Exercise details » Please copy the records below, replacing "identify" with "locate" everywhere and keeping all other text the same.

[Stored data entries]
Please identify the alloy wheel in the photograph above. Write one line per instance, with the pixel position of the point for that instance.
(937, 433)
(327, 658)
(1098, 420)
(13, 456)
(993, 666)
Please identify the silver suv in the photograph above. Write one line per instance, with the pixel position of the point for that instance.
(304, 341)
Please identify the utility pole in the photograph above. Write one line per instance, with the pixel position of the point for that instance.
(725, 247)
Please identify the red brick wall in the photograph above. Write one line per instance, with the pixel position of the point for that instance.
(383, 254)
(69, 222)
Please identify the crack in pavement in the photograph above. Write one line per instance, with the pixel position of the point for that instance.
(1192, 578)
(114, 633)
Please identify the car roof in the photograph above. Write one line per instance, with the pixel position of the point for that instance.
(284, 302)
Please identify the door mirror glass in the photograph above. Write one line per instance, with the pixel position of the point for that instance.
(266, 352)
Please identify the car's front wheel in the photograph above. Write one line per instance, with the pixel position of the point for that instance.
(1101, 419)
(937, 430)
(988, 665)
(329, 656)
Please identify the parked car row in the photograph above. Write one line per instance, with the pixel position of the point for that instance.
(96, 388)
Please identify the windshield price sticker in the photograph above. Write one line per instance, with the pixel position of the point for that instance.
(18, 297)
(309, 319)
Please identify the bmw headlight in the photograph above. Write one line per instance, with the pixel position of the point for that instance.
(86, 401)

Task response »
Please locate the alloy wheel in the photograph above. Write one line per instance, with the pixel position of the point for that instance.
(937, 433)
(327, 658)
(1098, 420)
(13, 456)
(993, 666)
Please locate the silver suv in the photograph above. Write one line per instance, with the pixel position of the point for that instance.
(304, 341)
Please locate the utility pole in the photograph above. Write one line per instance, with the pixel position of the point for that instance.
(725, 247)
Please locate the red brick wall in the photograph above. Write one line per instance, with the pixel position of the point for that instance.
(383, 254)
(69, 222)
Please locate the crack in pavement in the photograph above. Write one line per instance, with the pixel position of the point for that instance.
(1192, 578)
(114, 633)
Please locate the car roof in the photograph above. Write one line per instance, with the pixel position of the point for that instance.
(284, 302)
Please locate the door mirror glass in the photograph above. Write one line per instance, with the pixel position of the point for that instance.
(266, 352)
Please locate the car's front wheel in the photograph above. Write one line per instance, with the pixel position of the point for that instance.
(1101, 419)
(937, 430)
(988, 665)
(329, 656)
Please locate the parked car row in the photograph above. Write one line per instance, with the pixel position of the point for that instance.
(96, 388)
Please locate the windshield price sticker in the photograph above. Write one line per instance, with the pixel position of the point for that instance.
(18, 297)
(309, 319)
Please locate the bmw headlight in the photograph above. Write one line per instance, with the pixel position of the point for that instance.
(86, 401)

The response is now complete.